## What you need to do
Can you transcribe every record below exactly as it appears?

[Entries from a point annotation set]
------------

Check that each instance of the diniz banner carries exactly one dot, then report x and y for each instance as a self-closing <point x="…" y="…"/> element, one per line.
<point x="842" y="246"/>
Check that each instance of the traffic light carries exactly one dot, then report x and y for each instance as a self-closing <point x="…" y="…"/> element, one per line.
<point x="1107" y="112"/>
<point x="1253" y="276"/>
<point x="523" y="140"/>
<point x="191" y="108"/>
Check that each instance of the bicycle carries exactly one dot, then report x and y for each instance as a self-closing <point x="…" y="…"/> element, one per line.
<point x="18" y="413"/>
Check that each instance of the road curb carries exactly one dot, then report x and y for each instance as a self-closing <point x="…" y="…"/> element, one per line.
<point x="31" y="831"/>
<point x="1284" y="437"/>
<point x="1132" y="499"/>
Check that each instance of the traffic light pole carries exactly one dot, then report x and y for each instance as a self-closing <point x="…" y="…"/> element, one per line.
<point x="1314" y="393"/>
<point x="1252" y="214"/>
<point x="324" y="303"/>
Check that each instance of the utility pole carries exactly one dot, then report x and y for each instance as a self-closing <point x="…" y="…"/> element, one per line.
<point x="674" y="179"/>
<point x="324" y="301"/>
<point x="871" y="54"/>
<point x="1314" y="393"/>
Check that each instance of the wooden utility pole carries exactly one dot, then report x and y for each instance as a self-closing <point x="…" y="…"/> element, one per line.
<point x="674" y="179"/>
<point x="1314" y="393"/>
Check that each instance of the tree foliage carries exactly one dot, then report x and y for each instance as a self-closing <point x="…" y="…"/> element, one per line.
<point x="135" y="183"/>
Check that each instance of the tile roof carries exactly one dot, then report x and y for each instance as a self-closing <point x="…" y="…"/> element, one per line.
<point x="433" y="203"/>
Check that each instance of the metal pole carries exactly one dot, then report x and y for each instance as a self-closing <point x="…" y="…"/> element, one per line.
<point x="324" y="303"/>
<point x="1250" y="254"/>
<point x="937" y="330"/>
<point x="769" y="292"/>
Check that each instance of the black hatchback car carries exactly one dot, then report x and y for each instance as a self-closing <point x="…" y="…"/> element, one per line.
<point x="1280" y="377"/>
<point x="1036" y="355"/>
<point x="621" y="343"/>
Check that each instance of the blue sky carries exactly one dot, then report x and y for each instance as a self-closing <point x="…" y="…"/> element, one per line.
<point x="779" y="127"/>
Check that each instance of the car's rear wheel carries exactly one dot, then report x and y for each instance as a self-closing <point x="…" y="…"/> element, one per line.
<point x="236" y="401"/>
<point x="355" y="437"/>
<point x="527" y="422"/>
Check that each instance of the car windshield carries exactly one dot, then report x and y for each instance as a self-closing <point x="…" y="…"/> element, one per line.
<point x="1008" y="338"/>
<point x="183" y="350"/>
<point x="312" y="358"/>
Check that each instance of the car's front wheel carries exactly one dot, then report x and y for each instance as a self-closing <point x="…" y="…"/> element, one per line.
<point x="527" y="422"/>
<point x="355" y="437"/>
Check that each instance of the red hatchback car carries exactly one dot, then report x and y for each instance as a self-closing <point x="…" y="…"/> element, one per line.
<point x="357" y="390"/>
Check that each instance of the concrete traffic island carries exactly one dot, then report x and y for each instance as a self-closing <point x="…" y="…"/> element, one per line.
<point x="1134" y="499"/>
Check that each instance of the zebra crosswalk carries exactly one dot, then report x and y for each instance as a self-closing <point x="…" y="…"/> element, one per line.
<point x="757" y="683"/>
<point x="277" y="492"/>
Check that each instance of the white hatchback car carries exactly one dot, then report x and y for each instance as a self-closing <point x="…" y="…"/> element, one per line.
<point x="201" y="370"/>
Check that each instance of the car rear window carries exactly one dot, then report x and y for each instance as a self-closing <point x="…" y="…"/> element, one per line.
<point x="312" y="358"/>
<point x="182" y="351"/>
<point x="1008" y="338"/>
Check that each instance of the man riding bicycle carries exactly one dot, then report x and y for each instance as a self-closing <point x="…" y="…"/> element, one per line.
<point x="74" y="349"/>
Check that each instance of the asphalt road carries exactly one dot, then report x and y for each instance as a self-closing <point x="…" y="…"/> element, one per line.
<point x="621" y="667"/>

------------

## Solution
Check that each instance of the diniz banner carries exactly one dot, then report x and y for each instance as a self-closing <point x="…" y="…"/> element, one per line.
<point x="842" y="246"/>
Check that each instance of the traffic light carries exactly one dot, then report x and y for each instance as a self-closing <point x="…" y="…"/> element, one per line.
<point x="1107" y="112"/>
<point x="1253" y="276"/>
<point x="523" y="140"/>
<point x="191" y="108"/>
Check that each instance of the bicycle carries exactly one dot, then report x and y for each instance as a self-closing <point x="…" y="…"/> element, one per line.
<point x="18" y="413"/>
Check that each instance of the road curb carries exactly one dot, then report x and y for each instance as a self-closing <point x="…" y="…"/> element, one per line.
<point x="31" y="831"/>
<point x="1284" y="437"/>
<point x="1132" y="499"/>
Check that each instance of the traffic light pole carries exactly one dot, then report x and y for each instance as a self-closing <point x="…" y="…"/> element, one per line.
<point x="1314" y="393"/>
<point x="1252" y="214"/>
<point x="324" y="303"/>
Check that each instance of the utility pole carries exactly one dot, then report x and y for each instance as a self-closing <point x="…" y="…"/> element, one per line.
<point x="674" y="179"/>
<point x="324" y="301"/>
<point x="871" y="54"/>
<point x="1314" y="393"/>
Check that each instance of the wooden utility pole carries exactly one dot, then report x and y for each instance as a self-closing <point x="…" y="…"/> element, one per line.
<point x="674" y="179"/>
<point x="1314" y="393"/>
Check that each instance of the tree foliage carries exactly one dot, then report x and y for each instance as a self-closing <point x="…" y="…"/> element, one per line.
<point x="135" y="183"/>
Check that each instance of the tile roof carries exactly one dot, then report x and y for each instance as a self-closing <point x="…" y="…"/> element, one per line.
<point x="433" y="203"/>
Check that each instance of the metal pole carries exactly one dot, then report x and y for each instance as a self-closing <point x="…" y="…"/> element, one per line.
<point x="324" y="303"/>
<point x="1250" y="254"/>
<point x="937" y="330"/>
<point x="769" y="292"/>
Check that each instance of the black hatchback car carries exactly one dot, then report x and y for each instance as a self-closing <point x="…" y="…"/> element, one per line.
<point x="1280" y="377"/>
<point x="1036" y="355"/>
<point x="621" y="343"/>
Check that each instance of the blue sky carries exactly one dot, then report x and y for each instance as a self-closing <point x="…" y="…"/> element, one per line.
<point x="779" y="127"/>
Check that each instance of the car's rear wheel carries exactly one dot, then report x and y for each instance as a self-closing <point x="…" y="…"/> element, one per line.
<point x="236" y="401"/>
<point x="355" y="437"/>
<point x="527" y="422"/>
Check that each instance of the car windshield carries exactly one dot, then report x and y for each instance as a self-closing <point x="…" y="…"/> element, one per line.
<point x="1008" y="338"/>
<point x="183" y="350"/>
<point x="312" y="358"/>
Check that each instance of the car's front wheel carries exactly one dot, then report x and y for each instance as a self-closing <point x="…" y="…"/> element, one per line.
<point x="527" y="422"/>
<point x="355" y="437"/>
Check that each instance of the red hatchback car carries exactly one dot, then report x and y for each instance as a self-closing <point x="…" y="…"/> element, one per line.
<point x="357" y="390"/>
Check that each instance of the concrete traffic island carries exactly one dot, then report x and y for each instance as a self-closing <point x="…" y="…"/> element, one per line.
<point x="1134" y="499"/>
Check that each instance of the zebra crosswalk carries exactly one dot, then report x and y for each instance as a self-closing <point x="…" y="…"/> element, one per line.
<point x="757" y="683"/>
<point x="277" y="492"/>
Check that each instance of the white hatchback car carries exactly one dot, then report x and y for each instance as a self-closing <point x="…" y="…"/> element, one per line.
<point x="201" y="370"/>
Check that each instance of the car rear window carries exactly one dot, then report x and y for each instance as a self-closing <point x="…" y="…"/> element, one per line.
<point x="312" y="358"/>
<point x="182" y="351"/>
<point x="1008" y="338"/>
Check that each instance of the man riding bicycle carries exactly one dot, then report x and y for each instance as a self-closing <point x="…" y="…"/> element, one per line.
<point x="74" y="349"/>
Check that each instance of the asphalt road carries exactly one dot, then report x and y for each instance as a self-closing <point x="…" y="…"/> element, one per line.
<point x="621" y="667"/>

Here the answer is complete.